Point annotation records

"""

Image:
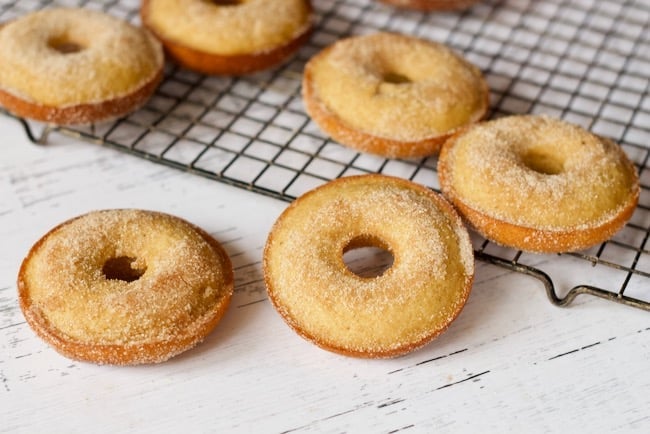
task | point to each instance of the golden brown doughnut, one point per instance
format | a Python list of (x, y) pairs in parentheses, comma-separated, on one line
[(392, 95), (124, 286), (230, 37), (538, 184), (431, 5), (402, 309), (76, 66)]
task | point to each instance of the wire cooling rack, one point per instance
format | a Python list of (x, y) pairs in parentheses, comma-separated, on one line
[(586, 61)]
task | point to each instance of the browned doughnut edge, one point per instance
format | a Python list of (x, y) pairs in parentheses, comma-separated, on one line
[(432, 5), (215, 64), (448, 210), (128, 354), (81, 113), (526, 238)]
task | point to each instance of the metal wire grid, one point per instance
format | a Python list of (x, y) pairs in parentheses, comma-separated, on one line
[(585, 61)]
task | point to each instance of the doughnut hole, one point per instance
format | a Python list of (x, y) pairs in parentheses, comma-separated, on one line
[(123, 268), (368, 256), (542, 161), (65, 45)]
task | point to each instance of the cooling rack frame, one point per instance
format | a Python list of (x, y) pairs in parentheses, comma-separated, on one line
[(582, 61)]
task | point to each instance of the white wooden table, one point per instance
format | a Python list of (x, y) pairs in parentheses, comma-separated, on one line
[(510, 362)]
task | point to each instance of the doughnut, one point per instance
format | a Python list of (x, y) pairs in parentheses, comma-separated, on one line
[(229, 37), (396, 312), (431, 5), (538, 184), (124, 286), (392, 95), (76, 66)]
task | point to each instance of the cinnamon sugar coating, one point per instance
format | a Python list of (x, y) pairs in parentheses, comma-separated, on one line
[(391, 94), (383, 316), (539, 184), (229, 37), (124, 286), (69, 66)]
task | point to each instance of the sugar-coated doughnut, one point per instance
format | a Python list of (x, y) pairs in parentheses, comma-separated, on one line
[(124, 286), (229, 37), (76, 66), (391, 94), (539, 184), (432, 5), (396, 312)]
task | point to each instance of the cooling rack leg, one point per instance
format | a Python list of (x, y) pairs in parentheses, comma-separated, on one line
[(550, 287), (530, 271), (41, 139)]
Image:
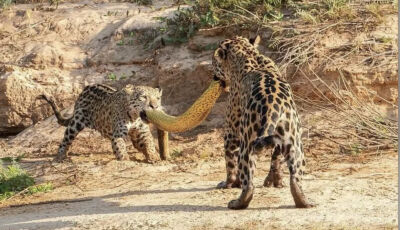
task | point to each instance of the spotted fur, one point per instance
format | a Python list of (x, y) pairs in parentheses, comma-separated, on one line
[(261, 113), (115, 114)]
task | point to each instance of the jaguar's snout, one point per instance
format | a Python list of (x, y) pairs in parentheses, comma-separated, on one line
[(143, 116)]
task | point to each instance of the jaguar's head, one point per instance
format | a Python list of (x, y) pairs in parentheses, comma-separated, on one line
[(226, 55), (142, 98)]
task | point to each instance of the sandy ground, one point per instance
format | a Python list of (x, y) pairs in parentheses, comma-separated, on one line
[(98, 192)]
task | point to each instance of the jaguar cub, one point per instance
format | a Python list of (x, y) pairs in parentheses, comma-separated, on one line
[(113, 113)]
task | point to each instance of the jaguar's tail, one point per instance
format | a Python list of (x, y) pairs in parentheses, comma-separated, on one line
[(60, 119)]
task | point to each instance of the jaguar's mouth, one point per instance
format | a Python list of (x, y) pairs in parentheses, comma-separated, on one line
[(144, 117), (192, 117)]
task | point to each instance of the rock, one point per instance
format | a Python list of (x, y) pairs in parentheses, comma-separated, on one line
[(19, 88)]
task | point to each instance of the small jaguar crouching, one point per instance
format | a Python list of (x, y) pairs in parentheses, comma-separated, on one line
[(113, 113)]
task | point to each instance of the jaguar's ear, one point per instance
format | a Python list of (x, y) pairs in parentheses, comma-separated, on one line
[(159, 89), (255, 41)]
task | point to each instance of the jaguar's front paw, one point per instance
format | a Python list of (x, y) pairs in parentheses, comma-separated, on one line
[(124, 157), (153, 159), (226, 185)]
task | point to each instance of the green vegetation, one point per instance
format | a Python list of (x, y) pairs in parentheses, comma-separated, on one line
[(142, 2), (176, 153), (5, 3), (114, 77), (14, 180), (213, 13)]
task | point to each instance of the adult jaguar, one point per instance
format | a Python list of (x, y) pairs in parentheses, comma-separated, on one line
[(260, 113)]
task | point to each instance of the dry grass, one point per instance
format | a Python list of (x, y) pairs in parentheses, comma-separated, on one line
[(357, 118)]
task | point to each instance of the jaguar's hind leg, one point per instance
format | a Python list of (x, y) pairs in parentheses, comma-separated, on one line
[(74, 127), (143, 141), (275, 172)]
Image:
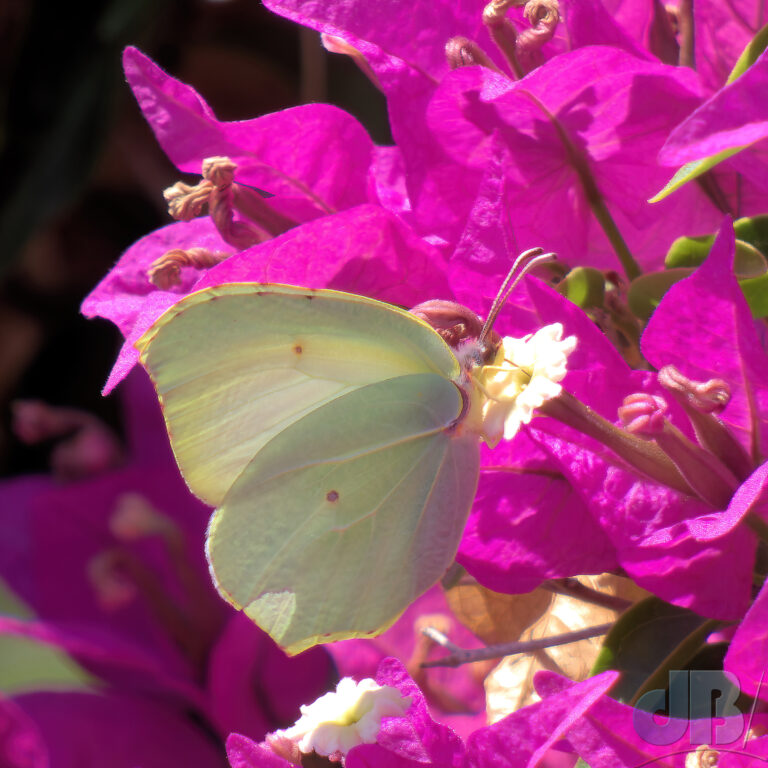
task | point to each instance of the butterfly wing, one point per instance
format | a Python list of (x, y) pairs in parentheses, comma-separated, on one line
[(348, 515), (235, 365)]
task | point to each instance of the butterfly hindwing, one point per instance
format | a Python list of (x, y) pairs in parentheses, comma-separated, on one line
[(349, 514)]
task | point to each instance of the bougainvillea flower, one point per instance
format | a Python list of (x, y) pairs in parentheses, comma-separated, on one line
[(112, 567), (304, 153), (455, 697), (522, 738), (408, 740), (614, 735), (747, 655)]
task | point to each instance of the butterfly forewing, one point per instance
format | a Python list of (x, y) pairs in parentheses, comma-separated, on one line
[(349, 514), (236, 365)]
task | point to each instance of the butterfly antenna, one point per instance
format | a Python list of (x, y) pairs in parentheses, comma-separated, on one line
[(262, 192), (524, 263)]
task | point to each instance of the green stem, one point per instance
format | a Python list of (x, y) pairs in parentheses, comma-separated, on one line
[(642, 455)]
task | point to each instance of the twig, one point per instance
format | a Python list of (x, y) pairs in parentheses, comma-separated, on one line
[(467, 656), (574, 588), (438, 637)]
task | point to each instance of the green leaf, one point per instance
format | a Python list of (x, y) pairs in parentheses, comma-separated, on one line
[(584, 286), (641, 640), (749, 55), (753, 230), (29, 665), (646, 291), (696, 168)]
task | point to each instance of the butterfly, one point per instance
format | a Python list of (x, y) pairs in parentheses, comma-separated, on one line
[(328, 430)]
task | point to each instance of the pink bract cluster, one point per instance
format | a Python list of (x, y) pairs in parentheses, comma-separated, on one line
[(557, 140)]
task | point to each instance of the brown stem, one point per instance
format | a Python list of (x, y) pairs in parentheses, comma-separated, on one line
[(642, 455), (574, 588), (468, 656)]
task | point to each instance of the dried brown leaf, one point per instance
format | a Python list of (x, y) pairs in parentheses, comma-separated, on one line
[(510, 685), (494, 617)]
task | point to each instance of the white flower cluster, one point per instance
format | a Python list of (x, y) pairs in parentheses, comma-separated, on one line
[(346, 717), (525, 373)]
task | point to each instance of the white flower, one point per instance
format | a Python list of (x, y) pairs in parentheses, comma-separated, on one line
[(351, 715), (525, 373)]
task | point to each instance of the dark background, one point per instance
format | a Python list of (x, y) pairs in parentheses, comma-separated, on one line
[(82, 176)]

"""

Given task
Write out the listing word for word, starting at its first line and ending at the line that contains "[(586, 61)]", both included. Leave out the pictures.

Written answer
Image:
task | point to each instance of the golden brown doughnut, one point per instance
format | a Python list of (x, y) pairs in parentheses, comma-separated, on one line
[(392, 95), (124, 286), (230, 37), (538, 184), (431, 5), (402, 309), (76, 66)]
task | point to each instance of the wire cooling rack, one point per instance
format | a Python list of (x, y) pairs in parentheses, comma-separated, on one line
[(586, 61)]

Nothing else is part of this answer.